## INPUT RECORDS

--- start ---

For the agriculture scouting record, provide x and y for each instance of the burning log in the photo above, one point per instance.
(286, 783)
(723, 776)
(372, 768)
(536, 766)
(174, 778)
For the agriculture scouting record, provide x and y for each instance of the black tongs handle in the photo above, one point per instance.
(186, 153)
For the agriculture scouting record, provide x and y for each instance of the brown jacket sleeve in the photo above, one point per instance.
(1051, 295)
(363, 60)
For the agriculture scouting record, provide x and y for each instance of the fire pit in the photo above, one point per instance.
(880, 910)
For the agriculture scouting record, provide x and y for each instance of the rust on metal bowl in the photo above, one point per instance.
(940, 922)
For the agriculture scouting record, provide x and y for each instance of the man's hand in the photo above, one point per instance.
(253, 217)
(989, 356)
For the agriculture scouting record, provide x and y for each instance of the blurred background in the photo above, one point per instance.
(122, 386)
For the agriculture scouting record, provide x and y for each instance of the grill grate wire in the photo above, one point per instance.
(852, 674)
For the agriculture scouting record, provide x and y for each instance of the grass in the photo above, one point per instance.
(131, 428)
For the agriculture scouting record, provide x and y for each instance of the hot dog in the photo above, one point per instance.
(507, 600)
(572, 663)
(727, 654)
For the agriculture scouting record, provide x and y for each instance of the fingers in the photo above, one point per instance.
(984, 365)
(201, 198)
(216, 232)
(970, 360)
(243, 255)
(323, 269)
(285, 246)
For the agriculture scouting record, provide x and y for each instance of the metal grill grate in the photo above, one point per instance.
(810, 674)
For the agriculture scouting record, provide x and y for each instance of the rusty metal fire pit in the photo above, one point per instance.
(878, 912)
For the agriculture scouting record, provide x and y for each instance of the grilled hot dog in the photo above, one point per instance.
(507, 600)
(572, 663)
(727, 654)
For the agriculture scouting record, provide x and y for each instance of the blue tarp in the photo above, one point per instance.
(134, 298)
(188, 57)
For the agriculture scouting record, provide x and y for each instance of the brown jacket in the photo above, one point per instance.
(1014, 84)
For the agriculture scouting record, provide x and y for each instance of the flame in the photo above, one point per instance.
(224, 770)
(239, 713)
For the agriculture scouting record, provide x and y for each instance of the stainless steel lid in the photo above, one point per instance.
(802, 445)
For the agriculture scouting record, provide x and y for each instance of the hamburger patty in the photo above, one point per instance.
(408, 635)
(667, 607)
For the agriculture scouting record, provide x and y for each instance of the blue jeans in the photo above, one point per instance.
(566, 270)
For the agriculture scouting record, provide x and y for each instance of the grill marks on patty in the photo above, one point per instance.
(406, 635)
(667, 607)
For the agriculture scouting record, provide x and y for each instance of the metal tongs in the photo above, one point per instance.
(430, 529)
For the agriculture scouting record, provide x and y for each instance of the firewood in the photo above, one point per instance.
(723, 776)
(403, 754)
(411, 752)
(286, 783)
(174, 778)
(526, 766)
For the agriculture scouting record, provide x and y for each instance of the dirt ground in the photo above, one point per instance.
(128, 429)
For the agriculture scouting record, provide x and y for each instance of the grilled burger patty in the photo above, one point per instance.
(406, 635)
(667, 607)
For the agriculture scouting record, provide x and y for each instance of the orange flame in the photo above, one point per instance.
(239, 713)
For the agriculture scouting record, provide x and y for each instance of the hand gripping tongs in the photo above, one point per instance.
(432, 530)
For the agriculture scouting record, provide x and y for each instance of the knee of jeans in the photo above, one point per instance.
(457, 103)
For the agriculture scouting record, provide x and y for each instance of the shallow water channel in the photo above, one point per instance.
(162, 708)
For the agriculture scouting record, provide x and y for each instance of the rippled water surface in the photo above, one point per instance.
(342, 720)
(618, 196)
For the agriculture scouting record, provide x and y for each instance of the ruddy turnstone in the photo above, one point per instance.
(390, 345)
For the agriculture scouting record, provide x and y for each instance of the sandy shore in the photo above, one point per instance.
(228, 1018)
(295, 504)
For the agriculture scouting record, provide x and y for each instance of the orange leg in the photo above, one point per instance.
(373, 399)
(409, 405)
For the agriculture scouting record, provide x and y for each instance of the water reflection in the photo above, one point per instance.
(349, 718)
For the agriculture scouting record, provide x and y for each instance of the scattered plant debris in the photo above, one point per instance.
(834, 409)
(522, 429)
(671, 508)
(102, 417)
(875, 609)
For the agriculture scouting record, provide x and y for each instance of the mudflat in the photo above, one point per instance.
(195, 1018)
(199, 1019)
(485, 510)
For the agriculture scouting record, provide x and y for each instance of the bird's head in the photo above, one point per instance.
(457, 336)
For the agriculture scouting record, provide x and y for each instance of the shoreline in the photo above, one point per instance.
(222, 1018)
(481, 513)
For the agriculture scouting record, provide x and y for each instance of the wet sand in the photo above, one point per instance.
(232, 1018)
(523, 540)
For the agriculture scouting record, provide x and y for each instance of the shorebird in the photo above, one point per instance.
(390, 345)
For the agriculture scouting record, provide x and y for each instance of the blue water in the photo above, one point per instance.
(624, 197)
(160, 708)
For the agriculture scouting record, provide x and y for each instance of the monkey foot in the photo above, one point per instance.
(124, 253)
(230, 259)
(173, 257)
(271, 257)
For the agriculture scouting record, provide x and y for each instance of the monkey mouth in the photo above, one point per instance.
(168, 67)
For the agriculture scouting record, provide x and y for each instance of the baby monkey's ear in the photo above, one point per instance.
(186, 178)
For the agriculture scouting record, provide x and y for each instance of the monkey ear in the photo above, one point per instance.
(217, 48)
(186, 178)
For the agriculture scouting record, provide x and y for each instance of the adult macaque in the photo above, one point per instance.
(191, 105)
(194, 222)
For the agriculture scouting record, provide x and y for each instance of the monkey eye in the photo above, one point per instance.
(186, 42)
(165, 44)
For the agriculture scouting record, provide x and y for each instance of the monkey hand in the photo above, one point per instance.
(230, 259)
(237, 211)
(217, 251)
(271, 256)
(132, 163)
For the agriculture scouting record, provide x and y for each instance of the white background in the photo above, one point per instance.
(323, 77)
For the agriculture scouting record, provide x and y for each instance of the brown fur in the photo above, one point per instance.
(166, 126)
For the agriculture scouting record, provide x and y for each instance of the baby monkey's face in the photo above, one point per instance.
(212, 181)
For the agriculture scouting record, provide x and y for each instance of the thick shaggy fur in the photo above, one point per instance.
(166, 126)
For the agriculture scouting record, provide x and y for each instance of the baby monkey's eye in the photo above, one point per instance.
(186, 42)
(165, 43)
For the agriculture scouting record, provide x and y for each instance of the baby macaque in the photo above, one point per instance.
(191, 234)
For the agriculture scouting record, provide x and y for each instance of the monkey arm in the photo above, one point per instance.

--- end ---

## WHAT YOU HAVE TO DO
Repeat every line of the material exactly as given.

## COMPLETE RESPONSE
For the agriculture scouting record, provide x and y for each instance of the burning log in the photo above, one point per instance.
(286, 783)
(723, 776)
(372, 768)
(536, 766)
(174, 778)
For the agriculture scouting record, provide x and y for each instance of the black tongs handle in the photo above, one point per instance.
(186, 153)
For the agriculture scouting record, provide x and y for each instance of the brown jacket sleeve in the photo above, one point per instance.
(1051, 295)
(363, 60)
For the agriculture scouting record, provide x and y for each instance of the fire pit in the photo above, one point per instance.
(880, 910)
For the agriculture scouting record, provide x and y for each instance of the rust on metal bowl in the photo above, one point per instance.
(940, 922)
For the agriculture scouting record, provide x and y for each instance of the man's hand in the photo above, one point per instance.
(253, 217)
(989, 356)
For the agriculture scouting record, provide x and y for each instance of the blurred background in the photo above, one point per instance.
(122, 386)
For the agriculture scouting record, provide x and y for each instance of the grill grate wire in the photo above, one point per instance.
(852, 674)
For the agriculture scouting record, provide x and y for each instance of the grass in the photo above, one point per instance.
(131, 428)
For the agriculture scouting record, provide x and y for each instance of the hot dog in the photo above, one point per instance.
(507, 600)
(572, 663)
(727, 654)
For the agriculture scouting record, provide x and y for each instance of the fingers in the photo above, one point per instance.
(984, 365)
(201, 198)
(216, 232)
(970, 360)
(243, 255)
(323, 269)
(285, 246)
For the agriculture scouting record, provide x and y for each instance of the metal grill grate in the photo above, one point per instance.
(810, 674)
For the agriculture scouting record, provide x and y for each instance of the rusty metal fire pit in the photo above, one point per instance.
(878, 912)
For the agriculture scouting record, provide x and y for each instance of the grilled hot dog in the photo above, one point per instance.
(507, 600)
(572, 663)
(727, 654)
For the agriculture scouting record, provide x and y for each instance of the blue tarp in the photo above, one point per instance.
(134, 298)
(188, 57)
For the agriculture scouting record, provide x and y for each instance of the brown jacket in the photo above, one point per instance.
(1014, 84)
For the agriculture scouting record, provide x and y for each instance of the flame in the photo above, one point per instance.
(224, 770)
(239, 713)
For the agriculture scouting record, provide x and y for each instance of the stainless steel lid in the photo above, one point per instance.
(802, 445)
For the agriculture scouting record, provide x and y for each instance of the hamburger patty in the photo above, one point per instance.
(408, 635)
(667, 607)
For the agriculture scouting record, provide x and y for each instance of the blue jeans in the photo above, one point per instance.
(566, 270)
For the agriculture scouting record, provide x and y for each instance of the grill marks on patty in the photo above, one point per instance.
(406, 635)
(667, 607)
For the agriculture scouting record, provide x and y for each instance of the metal tongs in the photo above, one point per instance.
(430, 529)
For the agriculture scouting record, provide x and y for each instance of the firewood in the photo above, one point per instance.
(723, 776)
(403, 754)
(411, 752)
(286, 783)
(174, 778)
(526, 766)
For the agriculture scouting record, provide x and y for each instance of the dirt ground in the photo above, one point per instance.
(128, 429)
For the agriculture scouting record, provide x and y for each instance of the grilled burger patty in the photo above, one point per instance.
(406, 635)
(667, 607)
For the agriculture scouting record, provide x and y for each instance of the orange flame in the photo above, one point per instance.
(239, 713)
For the agriculture scouting record, provide x and y for each instance of the hand gripping tongs in the photo above, one point per instance.
(432, 530)
For the agriculture scouting record, provide x and y for each instance of the knee of jeans in the photo above, one point per instance.
(457, 103)
For the agriculture scouting record, provide x and y for each instance of the shallow water channel in the photo above, one point per instance.
(162, 708)
For the agriculture scouting record, provide x and y for each instance of the rippled water surface in the photo above, one point per instance.
(342, 720)
(618, 196)
For the agriculture scouting record, provide x and y for each instance of the ruddy turnstone in the photo above, one point per instance.
(390, 345)
For the agriculture scouting record, provide x and y for each instance of the sandy shore in the photo above, one point per instance.
(228, 1018)
(295, 504)
For the agriculture scouting record, provide x and y for each instance of the orange leg in the photo above, one point per instance.
(373, 399)
(409, 405)
For the agriculture scouting record, provide x and y for each instance of the water reflection in the photo above, one point per instance.
(349, 718)
For the agriculture scouting record, provide x and y for each instance of the scattered plant debris in the photo above, one point per instance.
(834, 409)
(522, 429)
(671, 508)
(102, 417)
(875, 609)
For the agriculture scouting record, provide x and y for each instance of the mudflat in the photo above, one point per instance.
(195, 1018)
(199, 1019)
(485, 510)
For the agriculture scouting record, provide x and y for each instance of the bird's head in the photo above, one point per instance.
(457, 336)
For the agriculture scouting record, provide x and y for each instance of the shoreline in the photo above, one point per instance.
(222, 1018)
(481, 513)
For the agriculture scouting record, provide x and y for each instance of the wet sand in the photo above, one point per instance.
(232, 1018)
(523, 540)
For the agriculture scouting record, provide x and y for each instance of the shorebird in the photo above, one point per instance.
(390, 345)
For the agriculture scouting record, provide x and y for each instance of the blue water in the photo above, one point per instance.
(624, 197)
(160, 708)
For the agriculture scouting record, provide x and y for each instance of the monkey foot in the photo above, one point per instance.
(124, 253)
(230, 259)
(173, 257)
(271, 257)
For the agriculture scouting record, provide x and y for each instance of the monkey mouth in the photo above, one point per instance.
(168, 67)
For the agriculture scouting record, provide x and y for each instance of the baby monkey's ear in the photo above, one point per instance.
(186, 178)
For the agriculture scouting record, provide x and y for each instance of the monkey ear in the photo above, one point per instance.
(217, 48)
(186, 178)
For the agriculture scouting record, provide x and y for each instance of the adult macaque in the photo above, one point per instance.
(191, 105)
(194, 222)
For the agriculture scouting record, provide x and y for each instance of the monkey eye in the photo above, one point per instance.
(186, 42)
(165, 44)
For the agriculture scouting record, provide x and y for each instance of the monkey hand in the photo above, one point per instance.
(230, 259)
(237, 211)
(217, 251)
(271, 256)
(132, 163)
For the agriculture scouting record, provide x and y for each instance of the white background in the photo above, one point per instance.
(323, 77)
For the agriculture scouting record, provide x and y for each instance of the brown fur in the photo above, one point per instance.
(166, 126)
For the agriculture scouting record, provide x and y for each instance of the baby monkey's face in the photo above, one point per instance.
(212, 181)
For the agriculture scouting record, provide x and y for each instance of the thick shaggy fur in the photo above, one point per instance.
(166, 126)
For the agriculture scouting record, provide x and y for each instance of the baby monkey's eye in the photo above, one point per instance.
(186, 42)
(165, 43)
For the agriculture scouting record, provide x and y for each instance of the baby macaque in the photo above, one point per instance.
(191, 234)
For the agriculture scouting record, provide x and y for each instance of the monkey arm in the photo above, one point per instance.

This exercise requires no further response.